Pick out every line in the items below that contains the word "blazer" and copy each one. The case of the letters must match.

*Data for this task*
####################

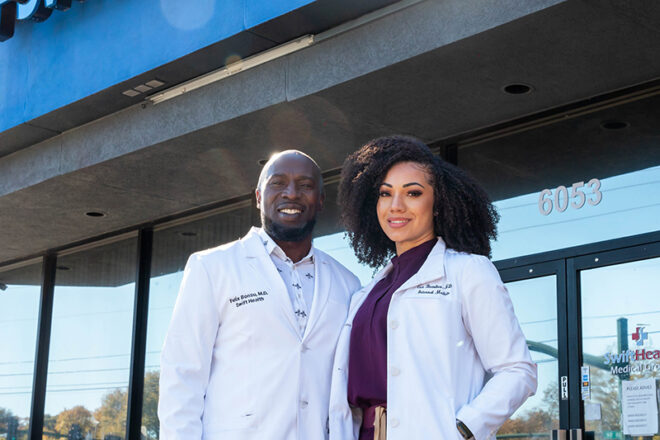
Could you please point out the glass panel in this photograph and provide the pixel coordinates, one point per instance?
(172, 247)
(89, 364)
(620, 327)
(20, 290)
(535, 303)
(630, 205)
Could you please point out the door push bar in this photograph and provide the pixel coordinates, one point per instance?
(571, 434)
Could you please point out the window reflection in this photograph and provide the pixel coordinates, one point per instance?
(620, 314)
(20, 291)
(172, 247)
(89, 361)
(535, 303)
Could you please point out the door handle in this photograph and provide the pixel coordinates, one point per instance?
(559, 434)
(580, 434)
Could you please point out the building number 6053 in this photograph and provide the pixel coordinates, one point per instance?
(577, 197)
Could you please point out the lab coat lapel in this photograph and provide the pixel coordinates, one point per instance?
(262, 266)
(432, 269)
(322, 289)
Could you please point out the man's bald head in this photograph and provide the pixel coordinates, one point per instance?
(296, 154)
(290, 195)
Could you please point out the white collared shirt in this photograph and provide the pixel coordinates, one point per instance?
(298, 278)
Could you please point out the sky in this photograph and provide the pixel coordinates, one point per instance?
(92, 325)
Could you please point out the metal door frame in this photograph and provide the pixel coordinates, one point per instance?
(566, 265)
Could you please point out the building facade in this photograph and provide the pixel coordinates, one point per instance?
(132, 134)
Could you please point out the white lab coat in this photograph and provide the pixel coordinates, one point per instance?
(233, 366)
(454, 351)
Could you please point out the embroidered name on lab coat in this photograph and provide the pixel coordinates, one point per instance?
(434, 289)
(248, 298)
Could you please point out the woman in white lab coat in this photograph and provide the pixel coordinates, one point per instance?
(432, 348)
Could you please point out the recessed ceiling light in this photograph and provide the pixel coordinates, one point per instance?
(154, 83)
(143, 88)
(517, 89)
(614, 125)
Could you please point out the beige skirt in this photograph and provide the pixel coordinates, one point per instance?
(380, 423)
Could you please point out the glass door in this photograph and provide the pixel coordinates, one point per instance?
(619, 295)
(538, 293)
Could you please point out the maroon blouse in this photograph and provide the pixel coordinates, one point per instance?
(367, 364)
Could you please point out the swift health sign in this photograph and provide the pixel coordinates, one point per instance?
(36, 10)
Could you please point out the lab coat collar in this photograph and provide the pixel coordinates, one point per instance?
(432, 269)
(262, 265)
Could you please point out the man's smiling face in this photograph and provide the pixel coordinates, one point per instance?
(290, 195)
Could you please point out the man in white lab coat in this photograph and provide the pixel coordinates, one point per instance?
(249, 351)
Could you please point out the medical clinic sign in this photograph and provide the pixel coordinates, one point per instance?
(36, 10)
(639, 360)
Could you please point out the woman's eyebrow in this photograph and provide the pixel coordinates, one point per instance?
(412, 183)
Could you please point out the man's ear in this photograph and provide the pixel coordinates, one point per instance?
(322, 201)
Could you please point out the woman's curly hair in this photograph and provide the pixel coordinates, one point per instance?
(466, 219)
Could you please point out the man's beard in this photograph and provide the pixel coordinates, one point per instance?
(283, 233)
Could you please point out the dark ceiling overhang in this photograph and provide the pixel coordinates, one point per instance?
(310, 19)
(140, 165)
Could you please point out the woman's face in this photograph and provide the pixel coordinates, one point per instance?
(405, 206)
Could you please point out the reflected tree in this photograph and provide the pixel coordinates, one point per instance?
(78, 415)
(150, 407)
(536, 421)
(111, 415)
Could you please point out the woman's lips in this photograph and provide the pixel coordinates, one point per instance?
(397, 222)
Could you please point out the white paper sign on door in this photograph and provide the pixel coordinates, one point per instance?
(640, 407)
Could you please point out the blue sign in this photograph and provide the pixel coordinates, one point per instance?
(76, 52)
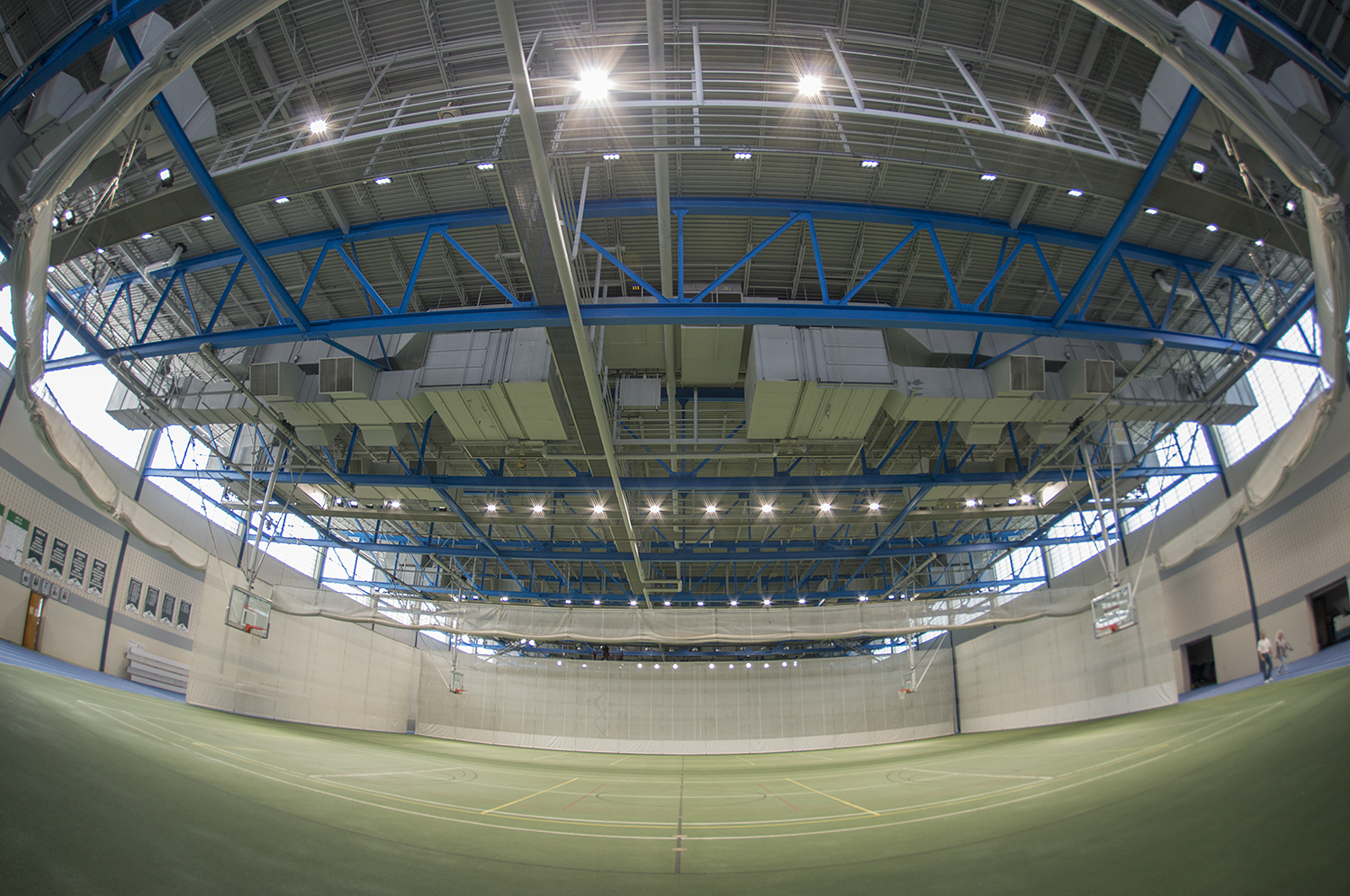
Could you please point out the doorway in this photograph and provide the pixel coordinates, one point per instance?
(1199, 656)
(1331, 613)
(32, 623)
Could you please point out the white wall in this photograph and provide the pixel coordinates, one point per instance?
(617, 707)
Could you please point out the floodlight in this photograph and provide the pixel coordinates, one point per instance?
(593, 85)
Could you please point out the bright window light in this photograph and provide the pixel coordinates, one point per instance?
(593, 85)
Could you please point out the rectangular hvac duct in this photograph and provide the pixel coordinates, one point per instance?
(345, 377)
(1018, 375)
(710, 355)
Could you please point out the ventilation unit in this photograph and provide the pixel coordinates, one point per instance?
(275, 381)
(1088, 378)
(345, 378)
(1018, 375)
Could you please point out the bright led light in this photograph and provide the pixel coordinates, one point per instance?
(593, 85)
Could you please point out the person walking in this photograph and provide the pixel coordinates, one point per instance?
(1264, 658)
(1282, 650)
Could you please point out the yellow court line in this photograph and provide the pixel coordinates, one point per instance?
(836, 799)
(532, 795)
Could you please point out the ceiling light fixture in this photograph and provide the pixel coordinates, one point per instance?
(593, 85)
(810, 85)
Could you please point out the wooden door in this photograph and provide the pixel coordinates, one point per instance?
(32, 623)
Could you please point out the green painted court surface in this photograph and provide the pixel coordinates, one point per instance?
(110, 793)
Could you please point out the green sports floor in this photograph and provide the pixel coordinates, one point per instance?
(112, 793)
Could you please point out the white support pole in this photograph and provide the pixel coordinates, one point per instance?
(975, 89)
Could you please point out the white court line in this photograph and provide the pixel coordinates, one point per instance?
(607, 836)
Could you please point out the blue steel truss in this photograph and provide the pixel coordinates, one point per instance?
(840, 307)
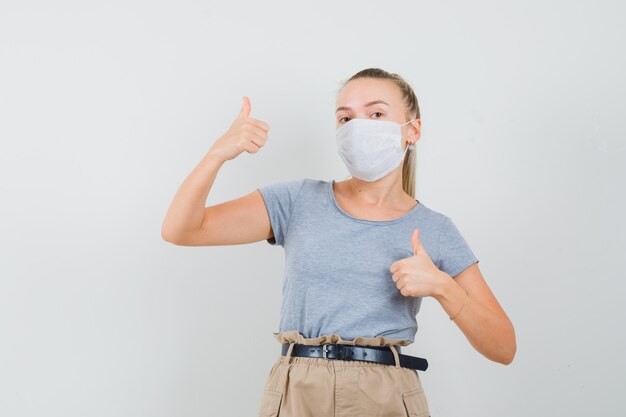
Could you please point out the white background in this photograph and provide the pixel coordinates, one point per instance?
(105, 108)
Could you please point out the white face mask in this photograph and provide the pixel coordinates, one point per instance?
(370, 148)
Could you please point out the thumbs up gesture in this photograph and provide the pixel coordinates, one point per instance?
(245, 134)
(417, 275)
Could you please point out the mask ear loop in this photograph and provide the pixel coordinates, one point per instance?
(409, 146)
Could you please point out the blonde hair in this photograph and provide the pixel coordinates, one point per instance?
(413, 112)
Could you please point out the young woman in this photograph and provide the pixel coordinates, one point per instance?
(360, 256)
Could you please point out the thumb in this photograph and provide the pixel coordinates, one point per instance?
(415, 241)
(244, 113)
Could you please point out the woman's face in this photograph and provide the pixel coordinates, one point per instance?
(373, 98)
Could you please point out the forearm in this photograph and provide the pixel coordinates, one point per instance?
(186, 212)
(490, 332)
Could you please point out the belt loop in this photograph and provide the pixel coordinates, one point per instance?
(287, 357)
(395, 355)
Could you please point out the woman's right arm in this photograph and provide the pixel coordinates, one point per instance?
(242, 220)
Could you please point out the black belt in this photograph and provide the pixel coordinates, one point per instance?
(379, 354)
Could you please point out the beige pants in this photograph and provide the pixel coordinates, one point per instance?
(320, 387)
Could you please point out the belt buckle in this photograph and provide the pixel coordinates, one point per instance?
(325, 352)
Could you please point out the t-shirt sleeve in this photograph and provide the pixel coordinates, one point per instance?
(280, 198)
(455, 255)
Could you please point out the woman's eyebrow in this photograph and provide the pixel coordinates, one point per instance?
(366, 105)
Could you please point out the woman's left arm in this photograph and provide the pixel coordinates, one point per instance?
(482, 319)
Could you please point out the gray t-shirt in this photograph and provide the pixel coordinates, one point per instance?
(336, 277)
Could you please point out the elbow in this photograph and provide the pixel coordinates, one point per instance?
(507, 356)
(168, 236)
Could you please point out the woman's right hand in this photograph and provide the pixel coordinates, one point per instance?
(245, 134)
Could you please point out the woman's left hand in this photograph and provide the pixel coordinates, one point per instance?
(417, 276)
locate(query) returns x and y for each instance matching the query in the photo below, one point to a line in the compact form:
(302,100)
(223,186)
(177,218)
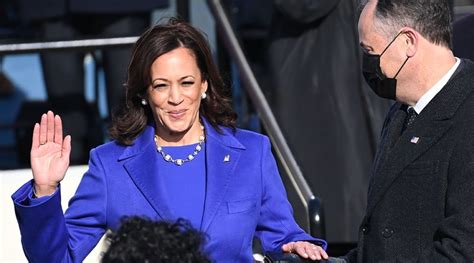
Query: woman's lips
(177,114)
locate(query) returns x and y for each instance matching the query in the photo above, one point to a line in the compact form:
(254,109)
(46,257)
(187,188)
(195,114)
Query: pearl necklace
(190,157)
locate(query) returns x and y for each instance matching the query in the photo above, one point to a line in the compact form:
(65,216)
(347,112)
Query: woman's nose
(175,95)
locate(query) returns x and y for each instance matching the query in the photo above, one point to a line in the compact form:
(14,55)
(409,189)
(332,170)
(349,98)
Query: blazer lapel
(221,160)
(432,123)
(141,165)
(403,153)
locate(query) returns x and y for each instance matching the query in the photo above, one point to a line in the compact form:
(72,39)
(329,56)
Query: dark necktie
(410,118)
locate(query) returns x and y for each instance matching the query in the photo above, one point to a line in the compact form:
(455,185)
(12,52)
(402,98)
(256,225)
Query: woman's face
(175,92)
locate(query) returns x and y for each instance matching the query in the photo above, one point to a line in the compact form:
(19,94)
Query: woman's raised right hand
(49,154)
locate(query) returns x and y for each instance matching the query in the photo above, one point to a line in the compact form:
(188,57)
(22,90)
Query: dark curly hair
(143,240)
(128,123)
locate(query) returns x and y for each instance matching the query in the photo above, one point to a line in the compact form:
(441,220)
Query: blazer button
(387,232)
(365,229)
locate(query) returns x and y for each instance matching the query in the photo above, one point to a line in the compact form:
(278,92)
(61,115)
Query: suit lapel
(430,126)
(221,160)
(142,167)
(403,153)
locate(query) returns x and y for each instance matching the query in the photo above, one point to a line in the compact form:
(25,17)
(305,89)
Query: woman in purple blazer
(176,154)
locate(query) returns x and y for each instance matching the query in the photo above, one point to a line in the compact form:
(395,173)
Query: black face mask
(382,86)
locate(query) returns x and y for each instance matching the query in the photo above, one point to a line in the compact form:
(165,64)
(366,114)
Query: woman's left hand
(306,250)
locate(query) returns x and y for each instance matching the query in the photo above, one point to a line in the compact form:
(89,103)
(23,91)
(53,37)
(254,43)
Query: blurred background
(304,56)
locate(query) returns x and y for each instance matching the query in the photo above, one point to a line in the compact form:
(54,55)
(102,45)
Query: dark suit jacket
(421,196)
(244,197)
(43,9)
(319,100)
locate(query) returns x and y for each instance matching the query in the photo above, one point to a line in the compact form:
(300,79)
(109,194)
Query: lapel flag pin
(226,158)
(415,140)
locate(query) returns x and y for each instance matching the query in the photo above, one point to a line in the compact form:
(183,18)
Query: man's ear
(411,38)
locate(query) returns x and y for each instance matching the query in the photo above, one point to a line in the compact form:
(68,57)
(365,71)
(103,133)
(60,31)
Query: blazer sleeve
(48,235)
(276,225)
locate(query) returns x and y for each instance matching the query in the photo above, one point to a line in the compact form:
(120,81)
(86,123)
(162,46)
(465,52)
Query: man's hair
(431,18)
(142,240)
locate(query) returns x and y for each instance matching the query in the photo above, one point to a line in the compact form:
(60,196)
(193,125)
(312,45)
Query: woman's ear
(204,86)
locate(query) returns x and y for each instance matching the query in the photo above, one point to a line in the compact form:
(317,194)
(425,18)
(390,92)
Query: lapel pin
(415,140)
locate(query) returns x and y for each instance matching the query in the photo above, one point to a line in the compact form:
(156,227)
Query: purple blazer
(244,197)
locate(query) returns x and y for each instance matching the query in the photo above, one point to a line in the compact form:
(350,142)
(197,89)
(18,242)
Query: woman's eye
(159,86)
(188,83)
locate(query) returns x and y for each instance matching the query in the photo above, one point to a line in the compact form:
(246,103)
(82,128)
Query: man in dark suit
(421,192)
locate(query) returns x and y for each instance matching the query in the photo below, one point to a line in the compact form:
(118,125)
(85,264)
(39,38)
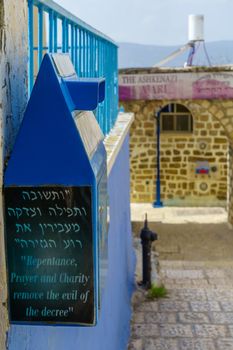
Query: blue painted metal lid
(49,147)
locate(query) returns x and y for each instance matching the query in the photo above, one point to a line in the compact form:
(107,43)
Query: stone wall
(212,127)
(13,98)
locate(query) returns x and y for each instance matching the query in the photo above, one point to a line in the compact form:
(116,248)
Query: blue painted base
(157,205)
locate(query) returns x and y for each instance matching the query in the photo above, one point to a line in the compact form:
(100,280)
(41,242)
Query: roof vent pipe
(196,28)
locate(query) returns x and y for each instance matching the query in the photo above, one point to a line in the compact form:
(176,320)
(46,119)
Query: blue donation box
(55,200)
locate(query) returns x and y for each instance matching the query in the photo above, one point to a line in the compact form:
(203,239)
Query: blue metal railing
(53,29)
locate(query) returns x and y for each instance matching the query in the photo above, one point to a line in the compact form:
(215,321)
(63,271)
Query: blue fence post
(40,34)
(92,52)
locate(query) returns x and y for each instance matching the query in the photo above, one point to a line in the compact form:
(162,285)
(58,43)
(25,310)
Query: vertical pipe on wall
(158,203)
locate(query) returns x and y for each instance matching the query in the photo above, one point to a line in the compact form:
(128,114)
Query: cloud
(162,22)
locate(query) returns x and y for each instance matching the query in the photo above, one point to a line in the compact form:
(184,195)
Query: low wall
(113,328)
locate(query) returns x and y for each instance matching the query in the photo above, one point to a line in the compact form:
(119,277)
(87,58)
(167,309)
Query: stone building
(195,108)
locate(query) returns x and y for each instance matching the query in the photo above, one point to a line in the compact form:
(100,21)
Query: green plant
(157,291)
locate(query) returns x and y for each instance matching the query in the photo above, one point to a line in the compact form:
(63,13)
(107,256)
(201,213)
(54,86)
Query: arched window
(177,118)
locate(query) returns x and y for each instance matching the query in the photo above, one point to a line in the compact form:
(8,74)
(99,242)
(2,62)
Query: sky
(156,22)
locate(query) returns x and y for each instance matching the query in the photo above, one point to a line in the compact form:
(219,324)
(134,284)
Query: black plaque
(49,238)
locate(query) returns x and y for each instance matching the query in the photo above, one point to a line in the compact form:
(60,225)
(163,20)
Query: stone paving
(197,314)
(196,266)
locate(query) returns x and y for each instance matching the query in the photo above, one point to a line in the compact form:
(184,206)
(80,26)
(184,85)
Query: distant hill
(137,55)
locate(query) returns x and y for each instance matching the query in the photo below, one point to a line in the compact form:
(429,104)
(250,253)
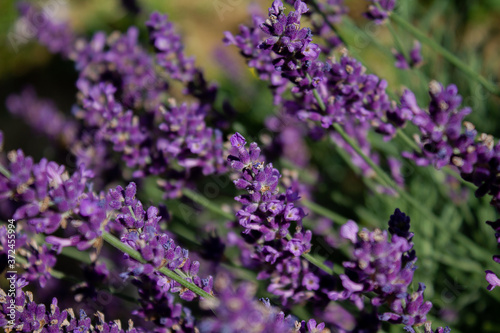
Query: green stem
(490,86)
(137,256)
(206,203)
(320,210)
(397,42)
(478,251)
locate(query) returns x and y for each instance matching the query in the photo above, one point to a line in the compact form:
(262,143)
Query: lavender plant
(162,206)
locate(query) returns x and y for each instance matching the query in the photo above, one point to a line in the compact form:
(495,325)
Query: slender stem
(385,179)
(206,203)
(449,171)
(397,42)
(137,256)
(488,85)
(480,253)
(320,210)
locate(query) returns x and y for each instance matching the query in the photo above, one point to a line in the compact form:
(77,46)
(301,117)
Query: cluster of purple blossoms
(117,76)
(238,311)
(351,97)
(293,44)
(48,199)
(447,140)
(141,231)
(266,216)
(32,317)
(386,268)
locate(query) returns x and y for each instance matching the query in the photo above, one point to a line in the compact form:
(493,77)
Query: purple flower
(492,279)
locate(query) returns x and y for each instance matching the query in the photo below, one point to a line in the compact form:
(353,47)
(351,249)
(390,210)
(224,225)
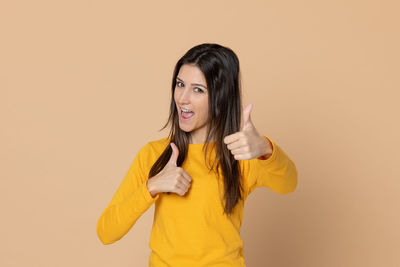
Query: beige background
(84,84)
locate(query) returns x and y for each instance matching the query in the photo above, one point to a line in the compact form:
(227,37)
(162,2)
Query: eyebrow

####################

*Output for this task*
Query: blazer lapel
Query: blazer button
Query: woman in purple blazer
Query: blazer sleeve
Query: purple blazer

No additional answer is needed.